**JOB ITEM:** Rewrite the records below, replacing each occurrence of "positive clicks" with "foreground clicks" and leaving everything else unchanged.

**INFORMATION PROVIDED:**
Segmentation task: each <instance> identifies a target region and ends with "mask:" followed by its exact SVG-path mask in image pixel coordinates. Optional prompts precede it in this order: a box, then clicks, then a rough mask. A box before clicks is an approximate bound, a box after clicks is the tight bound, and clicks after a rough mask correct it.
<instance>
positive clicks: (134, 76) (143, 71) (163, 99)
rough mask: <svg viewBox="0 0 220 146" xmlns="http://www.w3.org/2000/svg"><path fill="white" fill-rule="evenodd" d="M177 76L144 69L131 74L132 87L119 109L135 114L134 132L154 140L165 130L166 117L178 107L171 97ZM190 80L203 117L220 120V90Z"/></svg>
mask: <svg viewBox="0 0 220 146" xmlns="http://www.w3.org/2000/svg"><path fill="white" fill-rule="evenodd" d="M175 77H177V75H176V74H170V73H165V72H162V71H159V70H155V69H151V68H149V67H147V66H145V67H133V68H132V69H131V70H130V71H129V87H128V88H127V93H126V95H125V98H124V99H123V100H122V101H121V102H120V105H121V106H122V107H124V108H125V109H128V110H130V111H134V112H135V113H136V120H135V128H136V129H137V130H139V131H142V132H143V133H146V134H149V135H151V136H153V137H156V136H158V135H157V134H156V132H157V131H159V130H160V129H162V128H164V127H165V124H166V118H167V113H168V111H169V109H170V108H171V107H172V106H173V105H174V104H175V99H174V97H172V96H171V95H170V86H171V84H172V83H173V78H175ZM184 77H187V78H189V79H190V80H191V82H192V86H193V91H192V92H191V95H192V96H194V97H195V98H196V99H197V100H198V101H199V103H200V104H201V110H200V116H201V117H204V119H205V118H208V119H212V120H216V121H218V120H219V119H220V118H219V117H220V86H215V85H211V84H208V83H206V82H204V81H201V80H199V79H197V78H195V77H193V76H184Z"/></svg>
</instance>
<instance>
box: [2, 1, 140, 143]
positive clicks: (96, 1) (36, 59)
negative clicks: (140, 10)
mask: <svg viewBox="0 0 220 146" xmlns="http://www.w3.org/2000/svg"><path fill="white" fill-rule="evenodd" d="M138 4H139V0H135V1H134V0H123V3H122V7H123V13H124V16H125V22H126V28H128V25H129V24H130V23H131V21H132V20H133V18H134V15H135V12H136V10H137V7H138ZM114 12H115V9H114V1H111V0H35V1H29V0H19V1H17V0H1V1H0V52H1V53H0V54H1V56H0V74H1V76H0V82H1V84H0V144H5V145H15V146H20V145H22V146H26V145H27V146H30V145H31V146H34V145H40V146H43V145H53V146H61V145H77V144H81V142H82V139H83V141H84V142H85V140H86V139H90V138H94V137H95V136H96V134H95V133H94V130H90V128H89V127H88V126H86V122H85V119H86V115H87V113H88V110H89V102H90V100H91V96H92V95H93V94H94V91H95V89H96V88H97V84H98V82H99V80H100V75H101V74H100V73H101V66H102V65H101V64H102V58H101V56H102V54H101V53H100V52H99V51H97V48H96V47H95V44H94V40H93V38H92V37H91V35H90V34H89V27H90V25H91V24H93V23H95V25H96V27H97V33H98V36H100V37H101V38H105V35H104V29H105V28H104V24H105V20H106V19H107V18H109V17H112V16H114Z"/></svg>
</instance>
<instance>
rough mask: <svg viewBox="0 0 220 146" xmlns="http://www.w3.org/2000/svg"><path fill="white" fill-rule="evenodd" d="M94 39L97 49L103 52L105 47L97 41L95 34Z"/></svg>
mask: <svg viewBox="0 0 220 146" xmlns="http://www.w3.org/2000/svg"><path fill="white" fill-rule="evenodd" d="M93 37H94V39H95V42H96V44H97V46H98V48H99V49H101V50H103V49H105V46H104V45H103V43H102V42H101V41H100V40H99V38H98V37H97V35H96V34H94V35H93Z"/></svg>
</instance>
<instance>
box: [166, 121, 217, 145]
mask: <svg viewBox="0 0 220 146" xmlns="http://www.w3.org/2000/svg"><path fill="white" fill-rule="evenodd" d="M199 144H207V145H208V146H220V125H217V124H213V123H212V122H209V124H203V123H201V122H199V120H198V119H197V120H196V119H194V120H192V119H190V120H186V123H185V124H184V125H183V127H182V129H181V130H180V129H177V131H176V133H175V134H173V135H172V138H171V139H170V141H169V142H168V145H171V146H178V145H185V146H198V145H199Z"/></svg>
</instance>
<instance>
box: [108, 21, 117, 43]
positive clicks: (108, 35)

**EXPECTED OUTPUT:**
Segmentation task: each <instance> identifies a target region and ends with "mask:" followed by its exact SVG-path mask in image pixel coordinates. Optional prompts precede it in this order: a box, then clicks, then a rough mask. A box before clicks is an approximate bound, a box after clicks is the tight bound, and clicks after a rough mask correct it.
<instance>
foreground clicks: (134, 76) (143, 71) (163, 99)
rough mask: <svg viewBox="0 0 220 146" xmlns="http://www.w3.org/2000/svg"><path fill="white" fill-rule="evenodd" d="M177 76L144 69L131 74L132 87L119 109L135 114L134 132L154 140L165 130L166 117L178 107L171 97ZM190 80L203 117L220 120V90Z"/></svg>
mask: <svg viewBox="0 0 220 146" xmlns="http://www.w3.org/2000/svg"><path fill="white" fill-rule="evenodd" d="M175 77H177V75H176V74H170V73H165V72H162V71H159V70H155V69H151V68H149V67H147V66H145V67H133V68H132V69H131V70H130V71H129V87H128V88H127V93H126V95H125V98H124V99H123V100H122V101H121V102H120V105H121V106H122V107H124V108H125V109H128V110H130V111H134V112H135V113H136V120H135V128H136V129H137V130H139V131H142V132H143V133H146V134H149V135H151V136H153V137H156V136H158V135H157V134H156V132H157V131H159V130H160V129H162V128H164V127H165V124H166V118H167V113H168V111H169V109H170V108H171V107H172V106H173V105H174V104H175V99H174V97H172V96H171V95H170V86H171V84H172V83H173V78H175ZM184 77H187V78H189V79H190V80H191V82H192V86H193V91H192V92H191V95H192V96H194V97H195V98H196V99H197V100H198V101H199V103H200V104H201V110H200V116H201V117H204V119H205V118H208V119H212V120H216V121H218V120H219V119H220V118H219V117H220V86H215V85H211V84H208V83H206V82H204V81H201V80H199V79H197V78H195V77H193V76H184Z"/></svg>
</instance>
<instance>
box: [2, 1, 140, 143]
foreground clicks: (96, 1) (36, 59)
negative clicks: (140, 10)
mask: <svg viewBox="0 0 220 146" xmlns="http://www.w3.org/2000/svg"><path fill="white" fill-rule="evenodd" d="M138 4H139V0H135V1H134V0H123V3H122V7H123V13H124V16H125V22H126V28H128V25H129V24H130V23H131V21H132V20H133V18H134V15H135V12H136V10H137V7H138ZM114 12H115V9H114V1H111V0H35V1H29V0H19V1H17V0H1V1H0V52H1V53H0V54H1V56H0V74H1V76H0V82H1V84H0V144H5V145H15V146H20V145H22V146H26V145H27V146H30V145H31V146H34V145H40V146H43V145H53V146H61V145H77V144H81V142H82V139H83V141H84V142H85V140H86V139H90V138H94V137H95V136H96V134H95V133H94V130H90V128H89V127H88V126H86V122H85V119H86V115H87V113H88V110H89V102H90V100H91V96H92V95H93V94H94V91H95V89H96V88H97V84H98V82H99V80H100V75H101V74H100V73H101V66H102V65H101V64H102V58H101V56H102V54H101V53H100V52H99V51H97V48H96V47H95V44H94V40H93V38H92V37H91V35H90V34H89V27H90V25H91V24H93V23H95V25H96V27H97V33H98V36H100V37H101V38H105V35H104V29H105V28H104V24H105V20H106V19H107V18H109V17H112V16H114Z"/></svg>
</instance>
<instance>
rough mask: <svg viewBox="0 0 220 146" xmlns="http://www.w3.org/2000/svg"><path fill="white" fill-rule="evenodd" d="M94 39L97 49L103 52L105 47L97 41L95 34Z"/></svg>
mask: <svg viewBox="0 0 220 146" xmlns="http://www.w3.org/2000/svg"><path fill="white" fill-rule="evenodd" d="M93 37H94V39H95V42H96V44H97V46H98V48H99V49H101V50H103V49H105V46H104V45H103V43H102V42H101V41H100V40H99V38H98V37H97V35H96V34H94V35H93Z"/></svg>
</instance>
<instance>
box: [166, 121, 217, 145]
mask: <svg viewBox="0 0 220 146" xmlns="http://www.w3.org/2000/svg"><path fill="white" fill-rule="evenodd" d="M199 144H207V145H208V146H220V125H217V124H213V123H212V122H209V124H203V123H201V122H199V120H198V119H197V120H196V119H194V120H192V119H190V120H186V123H185V124H184V125H183V127H182V129H181V130H180V129H177V131H176V133H175V134H173V135H172V138H171V139H170V141H169V142H168V145H171V146H178V145H185V146H198V145H199Z"/></svg>
</instance>
<instance>
box: [108, 21, 117, 43]
foreground clicks: (108, 35)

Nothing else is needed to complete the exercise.